PROBLEM TO SOLVE: Reproduce all of the listing below without alteration.

### DATA SHOWN

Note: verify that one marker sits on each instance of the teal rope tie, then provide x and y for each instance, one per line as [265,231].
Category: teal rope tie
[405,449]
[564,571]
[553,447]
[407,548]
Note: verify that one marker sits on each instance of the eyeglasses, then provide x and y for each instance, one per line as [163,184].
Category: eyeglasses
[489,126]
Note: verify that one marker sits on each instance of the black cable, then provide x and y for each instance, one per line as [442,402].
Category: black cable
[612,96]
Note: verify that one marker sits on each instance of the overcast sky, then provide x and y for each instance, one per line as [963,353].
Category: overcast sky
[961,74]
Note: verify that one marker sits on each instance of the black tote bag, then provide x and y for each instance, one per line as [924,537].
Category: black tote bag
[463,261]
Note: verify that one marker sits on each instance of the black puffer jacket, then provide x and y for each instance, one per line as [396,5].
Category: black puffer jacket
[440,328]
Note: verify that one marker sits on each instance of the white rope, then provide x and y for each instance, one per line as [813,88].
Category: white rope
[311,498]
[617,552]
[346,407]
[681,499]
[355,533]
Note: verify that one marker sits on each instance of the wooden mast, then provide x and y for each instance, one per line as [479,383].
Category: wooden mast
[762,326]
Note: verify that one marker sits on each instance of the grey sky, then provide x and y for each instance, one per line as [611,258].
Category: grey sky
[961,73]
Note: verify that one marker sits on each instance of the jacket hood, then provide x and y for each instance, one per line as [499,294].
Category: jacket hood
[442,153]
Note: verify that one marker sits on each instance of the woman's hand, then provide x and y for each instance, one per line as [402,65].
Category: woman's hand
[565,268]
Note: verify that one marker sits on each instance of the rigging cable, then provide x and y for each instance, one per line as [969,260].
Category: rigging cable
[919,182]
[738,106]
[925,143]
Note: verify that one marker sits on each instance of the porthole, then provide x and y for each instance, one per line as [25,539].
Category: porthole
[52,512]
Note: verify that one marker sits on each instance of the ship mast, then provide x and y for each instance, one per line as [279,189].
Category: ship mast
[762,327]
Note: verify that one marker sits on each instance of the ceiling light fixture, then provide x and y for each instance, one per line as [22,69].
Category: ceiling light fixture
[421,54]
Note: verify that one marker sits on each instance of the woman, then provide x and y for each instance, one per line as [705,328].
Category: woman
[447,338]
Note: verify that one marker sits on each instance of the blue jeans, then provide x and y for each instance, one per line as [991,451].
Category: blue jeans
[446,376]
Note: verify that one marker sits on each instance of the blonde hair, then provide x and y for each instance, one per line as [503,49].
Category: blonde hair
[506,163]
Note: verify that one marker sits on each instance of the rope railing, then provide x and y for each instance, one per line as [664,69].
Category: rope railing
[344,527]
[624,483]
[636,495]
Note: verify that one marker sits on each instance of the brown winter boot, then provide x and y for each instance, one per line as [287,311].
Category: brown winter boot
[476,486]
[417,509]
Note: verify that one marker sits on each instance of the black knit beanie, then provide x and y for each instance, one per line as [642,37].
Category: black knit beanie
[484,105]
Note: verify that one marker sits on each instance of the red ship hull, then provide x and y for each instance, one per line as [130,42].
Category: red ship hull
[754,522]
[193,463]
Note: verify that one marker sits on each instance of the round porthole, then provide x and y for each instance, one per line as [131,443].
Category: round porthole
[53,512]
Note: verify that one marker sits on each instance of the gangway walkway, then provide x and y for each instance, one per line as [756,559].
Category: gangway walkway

######

EXERCISE ANSWER:
Note: verify that one marker sits on each instance of the teal rope tie, then provide x and y for each instance, one per line as [265,231].
Category: teal rope tie
[405,449]
[564,571]
[553,447]
[407,548]
Note: verify that one marker sits on each instance of the eyeglasses, then provide x and y for each instance, one per line as [163,184].
Category: eyeglasses
[489,126]
Note: verify that one marker sits on each instance of the black cable, then provide x and y for each instance, one per line as [442,402].
Category: black cable
[612,96]
Note: verify that one marker sits on each instance of the overcast sky, then provide x and y for each instance, one per line as [963,353].
Category: overcast sky
[961,74]
Note: verify that one marker sits on each instance of the black tote bag, then provide x and y for each instance, one per line as [924,537].
Category: black tote bag
[463,261]
Note: verify that one marker sits on each instance of the black puffer jacket, then provide x and y for each instance, one per line as [396,5].
Category: black puffer jacket
[440,328]
Note: verify that one marker sits on each instance of the white rope, then provide x and y for each instance, one per line as [813,88].
Category: white rope
[311,498]
[617,552]
[346,407]
[681,499]
[355,533]
Note: verify that one marker sits on each instance of the wooden mast, then provide x and y for each instance, one per line as [479,383].
Category: wooden mast
[762,326]
Note: verify that one marker sits on each instance of the grey sky, then provide x and y for each instance, one per line as [611,258].
Category: grey sky
[961,73]
Note: verify that one marker sits on each instance of the jacket hood, then provide x and y for each instance, one per line as [499,294].
Category: jacket hood
[442,153]
Note: verify that one marker sits on each instance of the woman's hand, then provide x and y for each instance, one per line as [402,65].
Category: woman's hand
[565,268]
Note: verify that one marker sits on each instance of the rigging cable, then provide x and y for each instance, one per line as [969,260].
Category: rigging cable
[919,182]
[738,106]
[925,143]
Note: verify that one marker sits on each instance of the porthole, then provide x and y for each instance, one per line as [25,539].
Category: porthole
[52,512]
Note: verify that one marker sits on each instance of the ship mast, then provide x and y for each instance, one per line as [279,189].
Category: ship mast
[762,327]
Note: verify that one marker sits on each instance of the ceiling light fixture, then provide x and y for each instance, one per line as [22,69].
Category: ceiling light fixture
[421,54]
Note: verify that one marker sits on each instance of the woman, then provide x and y for each instance, one per line as [705,328].
Category: woman
[447,338]
Note: verify that one marker sits on each instance of the blue jeans, then provide x and y for each instance, one per line as [991,451].
Category: blue jeans
[446,376]
Note: verify that one marker sits on each instance of the blonde hair, then provide x and y for each instance, one per line as [503,49].
Category: blonde hair
[506,163]
Note: verify that one marker sits on each instance of the rope railing, then provide x and y for each instance, one per line as [664,69].
Category: rope railing
[344,527]
[624,483]
[636,495]
Note: verify that one marker sits on each instance of the brown winter boot, then provide x and y for each instance, one per line as [287,311].
Category: brown winter boot
[476,486]
[417,509]
Note: verify that one marker sits on each instance of the black knit beanie, then provide x and y for each instance, one per line as [642,37].
Category: black knit beanie
[484,105]
Note: verify that one marker sits on each instance of the red ship hull, then provide x and y for each instance, one per line as [130,42].
Category: red ship hull
[754,522]
[193,463]
Note: verify that one marker sits on each instance of the round porthole, then provide x and y for each instance, one per line as [131,443].
Category: round porthole
[53,512]
Note: verify that one marker sits on each instance of the gangway walkway, then provide x and y for each instance, one per line as [756,559].
Category: gangway walkway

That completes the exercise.